[start SUPPLIED MATERIAL]

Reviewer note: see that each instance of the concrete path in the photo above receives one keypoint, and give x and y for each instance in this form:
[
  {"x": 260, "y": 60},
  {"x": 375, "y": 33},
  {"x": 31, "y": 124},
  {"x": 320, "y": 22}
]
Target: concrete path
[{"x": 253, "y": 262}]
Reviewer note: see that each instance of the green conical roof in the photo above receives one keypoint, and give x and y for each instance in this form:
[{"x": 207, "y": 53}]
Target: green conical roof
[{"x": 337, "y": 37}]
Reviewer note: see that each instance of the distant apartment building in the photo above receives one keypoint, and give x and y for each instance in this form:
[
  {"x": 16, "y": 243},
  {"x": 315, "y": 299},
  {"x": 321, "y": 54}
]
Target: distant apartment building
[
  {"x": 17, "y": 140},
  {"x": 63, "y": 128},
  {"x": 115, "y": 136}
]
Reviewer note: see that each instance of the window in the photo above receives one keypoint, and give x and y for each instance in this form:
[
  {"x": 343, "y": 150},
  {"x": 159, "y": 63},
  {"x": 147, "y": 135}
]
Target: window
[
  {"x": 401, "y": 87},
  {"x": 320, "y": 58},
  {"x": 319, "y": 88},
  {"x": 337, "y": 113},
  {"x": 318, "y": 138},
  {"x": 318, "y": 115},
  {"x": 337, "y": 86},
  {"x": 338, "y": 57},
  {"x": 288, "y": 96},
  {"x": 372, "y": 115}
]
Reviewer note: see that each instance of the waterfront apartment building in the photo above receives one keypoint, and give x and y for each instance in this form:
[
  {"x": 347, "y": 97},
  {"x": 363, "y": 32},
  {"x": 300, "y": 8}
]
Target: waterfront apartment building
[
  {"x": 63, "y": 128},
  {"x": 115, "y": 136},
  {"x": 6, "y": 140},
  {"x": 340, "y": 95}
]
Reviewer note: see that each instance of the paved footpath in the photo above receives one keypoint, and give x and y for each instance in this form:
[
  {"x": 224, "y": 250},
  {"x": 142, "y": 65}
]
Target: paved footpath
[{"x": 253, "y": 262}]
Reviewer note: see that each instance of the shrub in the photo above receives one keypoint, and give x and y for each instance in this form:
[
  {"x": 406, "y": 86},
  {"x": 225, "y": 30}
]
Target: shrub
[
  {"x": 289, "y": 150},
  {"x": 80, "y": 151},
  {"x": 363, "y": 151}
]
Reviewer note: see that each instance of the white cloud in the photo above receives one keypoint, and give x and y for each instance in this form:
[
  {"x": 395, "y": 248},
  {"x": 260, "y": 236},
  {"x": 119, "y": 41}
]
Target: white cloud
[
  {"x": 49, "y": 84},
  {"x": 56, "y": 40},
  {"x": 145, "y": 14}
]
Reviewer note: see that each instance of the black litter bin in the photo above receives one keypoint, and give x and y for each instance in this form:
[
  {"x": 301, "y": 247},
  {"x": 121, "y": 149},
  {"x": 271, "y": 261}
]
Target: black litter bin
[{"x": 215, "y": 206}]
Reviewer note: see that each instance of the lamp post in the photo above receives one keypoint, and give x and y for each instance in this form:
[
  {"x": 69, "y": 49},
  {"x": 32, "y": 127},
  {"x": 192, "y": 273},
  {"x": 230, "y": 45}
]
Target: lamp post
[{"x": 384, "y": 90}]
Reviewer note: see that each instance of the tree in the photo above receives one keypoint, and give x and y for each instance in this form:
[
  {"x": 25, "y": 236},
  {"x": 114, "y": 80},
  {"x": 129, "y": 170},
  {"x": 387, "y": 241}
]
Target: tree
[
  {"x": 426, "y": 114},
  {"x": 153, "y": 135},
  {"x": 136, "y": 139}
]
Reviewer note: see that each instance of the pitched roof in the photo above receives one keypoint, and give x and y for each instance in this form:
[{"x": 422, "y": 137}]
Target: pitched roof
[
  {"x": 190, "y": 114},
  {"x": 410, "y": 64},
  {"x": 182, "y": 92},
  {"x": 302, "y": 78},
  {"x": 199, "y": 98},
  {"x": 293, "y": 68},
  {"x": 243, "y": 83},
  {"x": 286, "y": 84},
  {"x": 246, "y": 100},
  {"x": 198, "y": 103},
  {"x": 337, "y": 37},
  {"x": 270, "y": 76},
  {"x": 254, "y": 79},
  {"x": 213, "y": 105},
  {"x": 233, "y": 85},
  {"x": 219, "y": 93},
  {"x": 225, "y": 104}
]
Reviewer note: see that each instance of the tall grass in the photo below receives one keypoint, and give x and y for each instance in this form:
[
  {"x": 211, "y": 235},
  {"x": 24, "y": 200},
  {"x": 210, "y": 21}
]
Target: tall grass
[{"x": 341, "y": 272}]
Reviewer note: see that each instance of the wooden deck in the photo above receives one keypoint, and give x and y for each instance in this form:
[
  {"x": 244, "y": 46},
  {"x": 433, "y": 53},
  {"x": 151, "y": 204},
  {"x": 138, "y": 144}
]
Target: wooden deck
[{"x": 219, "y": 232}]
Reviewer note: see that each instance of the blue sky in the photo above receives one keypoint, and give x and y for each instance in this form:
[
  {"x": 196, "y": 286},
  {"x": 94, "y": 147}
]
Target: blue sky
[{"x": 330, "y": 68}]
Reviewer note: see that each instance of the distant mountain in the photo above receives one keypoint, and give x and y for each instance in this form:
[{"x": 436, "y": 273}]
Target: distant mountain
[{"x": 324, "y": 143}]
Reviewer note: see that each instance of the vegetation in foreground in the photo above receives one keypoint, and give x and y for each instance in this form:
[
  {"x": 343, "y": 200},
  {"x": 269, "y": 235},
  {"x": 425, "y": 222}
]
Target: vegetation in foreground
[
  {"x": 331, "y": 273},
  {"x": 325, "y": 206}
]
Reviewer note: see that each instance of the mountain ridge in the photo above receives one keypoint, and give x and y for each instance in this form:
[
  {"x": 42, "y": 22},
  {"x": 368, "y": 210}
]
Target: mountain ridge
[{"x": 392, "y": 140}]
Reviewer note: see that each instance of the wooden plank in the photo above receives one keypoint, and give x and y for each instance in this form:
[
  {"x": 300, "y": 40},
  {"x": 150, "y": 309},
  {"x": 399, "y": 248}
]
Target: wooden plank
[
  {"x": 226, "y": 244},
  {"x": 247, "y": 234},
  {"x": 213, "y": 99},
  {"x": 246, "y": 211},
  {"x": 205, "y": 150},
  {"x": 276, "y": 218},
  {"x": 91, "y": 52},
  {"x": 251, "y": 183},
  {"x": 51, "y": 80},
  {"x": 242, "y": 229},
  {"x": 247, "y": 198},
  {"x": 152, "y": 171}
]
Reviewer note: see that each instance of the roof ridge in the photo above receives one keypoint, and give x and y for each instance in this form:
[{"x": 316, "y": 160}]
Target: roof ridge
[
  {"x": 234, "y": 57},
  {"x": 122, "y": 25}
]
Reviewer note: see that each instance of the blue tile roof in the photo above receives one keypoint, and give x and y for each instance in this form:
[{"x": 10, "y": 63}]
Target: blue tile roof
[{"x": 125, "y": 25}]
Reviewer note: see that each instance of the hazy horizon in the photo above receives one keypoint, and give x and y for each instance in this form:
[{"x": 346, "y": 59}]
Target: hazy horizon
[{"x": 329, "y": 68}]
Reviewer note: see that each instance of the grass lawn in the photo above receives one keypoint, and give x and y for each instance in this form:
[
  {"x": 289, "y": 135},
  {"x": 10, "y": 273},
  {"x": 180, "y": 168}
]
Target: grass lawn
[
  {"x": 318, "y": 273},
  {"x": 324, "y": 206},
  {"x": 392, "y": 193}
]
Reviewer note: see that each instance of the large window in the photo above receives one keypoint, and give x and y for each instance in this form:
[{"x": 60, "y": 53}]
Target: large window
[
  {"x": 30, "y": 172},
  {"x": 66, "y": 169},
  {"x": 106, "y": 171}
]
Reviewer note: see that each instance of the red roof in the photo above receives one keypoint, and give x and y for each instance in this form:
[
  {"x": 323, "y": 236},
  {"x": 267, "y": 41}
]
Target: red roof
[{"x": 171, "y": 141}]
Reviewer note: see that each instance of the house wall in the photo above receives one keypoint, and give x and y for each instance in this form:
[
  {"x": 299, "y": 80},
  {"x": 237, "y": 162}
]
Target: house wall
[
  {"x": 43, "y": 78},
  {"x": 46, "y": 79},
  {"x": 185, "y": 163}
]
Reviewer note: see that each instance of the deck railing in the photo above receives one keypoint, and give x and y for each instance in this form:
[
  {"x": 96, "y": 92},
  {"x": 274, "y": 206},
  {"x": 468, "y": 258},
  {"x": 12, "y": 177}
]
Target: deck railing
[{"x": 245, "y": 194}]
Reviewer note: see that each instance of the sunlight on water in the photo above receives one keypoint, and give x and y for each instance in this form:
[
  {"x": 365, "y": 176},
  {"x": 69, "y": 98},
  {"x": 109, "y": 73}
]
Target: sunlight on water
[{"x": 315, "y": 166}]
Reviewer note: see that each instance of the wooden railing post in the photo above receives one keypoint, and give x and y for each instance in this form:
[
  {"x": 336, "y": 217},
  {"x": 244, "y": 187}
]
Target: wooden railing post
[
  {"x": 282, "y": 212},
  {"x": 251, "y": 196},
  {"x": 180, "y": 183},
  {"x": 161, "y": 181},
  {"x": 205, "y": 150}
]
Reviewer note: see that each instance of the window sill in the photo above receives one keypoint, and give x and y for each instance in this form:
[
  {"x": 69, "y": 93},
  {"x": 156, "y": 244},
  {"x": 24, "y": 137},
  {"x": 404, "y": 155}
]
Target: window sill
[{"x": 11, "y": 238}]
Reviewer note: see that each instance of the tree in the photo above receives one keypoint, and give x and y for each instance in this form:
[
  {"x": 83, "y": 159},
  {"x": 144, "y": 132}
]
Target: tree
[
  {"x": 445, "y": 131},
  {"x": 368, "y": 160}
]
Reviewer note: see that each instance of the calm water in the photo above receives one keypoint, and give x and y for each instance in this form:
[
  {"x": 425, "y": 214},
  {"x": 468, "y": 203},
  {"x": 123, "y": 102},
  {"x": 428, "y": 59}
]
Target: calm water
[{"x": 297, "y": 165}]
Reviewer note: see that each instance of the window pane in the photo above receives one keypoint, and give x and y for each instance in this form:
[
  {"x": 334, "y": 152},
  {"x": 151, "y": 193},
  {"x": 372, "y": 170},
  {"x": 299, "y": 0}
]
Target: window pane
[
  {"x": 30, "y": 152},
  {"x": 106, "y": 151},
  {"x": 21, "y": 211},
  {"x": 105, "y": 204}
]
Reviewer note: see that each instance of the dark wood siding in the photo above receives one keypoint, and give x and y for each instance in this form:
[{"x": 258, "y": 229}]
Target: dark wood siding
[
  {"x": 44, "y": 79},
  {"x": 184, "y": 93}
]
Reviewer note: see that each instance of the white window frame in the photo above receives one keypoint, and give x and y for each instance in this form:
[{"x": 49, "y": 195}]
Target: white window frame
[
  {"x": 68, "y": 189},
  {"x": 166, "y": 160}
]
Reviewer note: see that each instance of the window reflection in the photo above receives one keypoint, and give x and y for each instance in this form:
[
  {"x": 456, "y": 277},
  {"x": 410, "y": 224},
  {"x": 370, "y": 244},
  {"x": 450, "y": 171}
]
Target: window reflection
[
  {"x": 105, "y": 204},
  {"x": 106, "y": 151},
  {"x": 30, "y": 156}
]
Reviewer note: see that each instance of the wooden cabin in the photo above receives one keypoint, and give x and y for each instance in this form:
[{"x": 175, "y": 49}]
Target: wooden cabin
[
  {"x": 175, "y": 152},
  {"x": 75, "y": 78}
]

[end SUPPLIED MATERIAL]

# SHORT PROBLEM:
From the line containing "Reviewer note: see that each instance of the white window" through the final line of the listing above, retype every line exactly; leave out everything else.

# EXERCISE RESULT:
Reviewer note: see that each instance of the white window frame in the photo above receives one keypoint, and give x and y for each instance in this form:
[{"x": 49, "y": 195}]
Target: white window frame
[
  {"x": 68, "y": 189},
  {"x": 166, "y": 160}
]
Reviewer note: see that each instance of the window reflection in the photo above receives one keypoint, and give x and y for each instance in this form:
[
  {"x": 456, "y": 277},
  {"x": 410, "y": 224},
  {"x": 370, "y": 244},
  {"x": 450, "y": 171}
]
Target: window reflection
[
  {"x": 105, "y": 204},
  {"x": 106, "y": 151},
  {"x": 30, "y": 156}
]
Reviewer note: see that each instance of the wooden cabin in the photo above receives one keypoint, and give x and y for each instance in this form:
[{"x": 175, "y": 49}]
Target: wooden cabin
[
  {"x": 175, "y": 152},
  {"x": 75, "y": 78}
]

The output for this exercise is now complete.